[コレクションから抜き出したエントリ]

-- -- --

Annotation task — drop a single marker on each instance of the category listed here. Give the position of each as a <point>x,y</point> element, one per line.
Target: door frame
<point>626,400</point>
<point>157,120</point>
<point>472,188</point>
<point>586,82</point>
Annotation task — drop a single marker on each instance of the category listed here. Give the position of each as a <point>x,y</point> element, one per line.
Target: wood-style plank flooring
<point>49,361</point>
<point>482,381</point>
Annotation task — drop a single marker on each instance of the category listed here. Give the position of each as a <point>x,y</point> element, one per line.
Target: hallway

-- -- --

課題の目的 =
上のデータの全行を省略せずに書き直し、解答にある点の座標の値だけを2.1倍にスケーリングすること。結果は四捨五入で整数とし、端数0.5は切り上げる。

完成した課題 =
Annotation task — drop a single marker on each instance of the category listed here. Give the position of each as a <point>x,y</point> element, one per line.
Target: door frame
<point>1315,840</point>
<point>330,252</point>
<point>991,395</point>
<point>1231,172</point>
Annotation task — drop a single marker on each instance of the category listed here. Give the position of each as a <point>x,y</point> element, one per line.
Target: wood-style plank flooring
<point>103,758</point>
<point>1012,800</point>
Annotation task — drop a single marker on each instance of the category listed here. Give the position of each as a <point>x,y</point> element, one per line.
Target: hallway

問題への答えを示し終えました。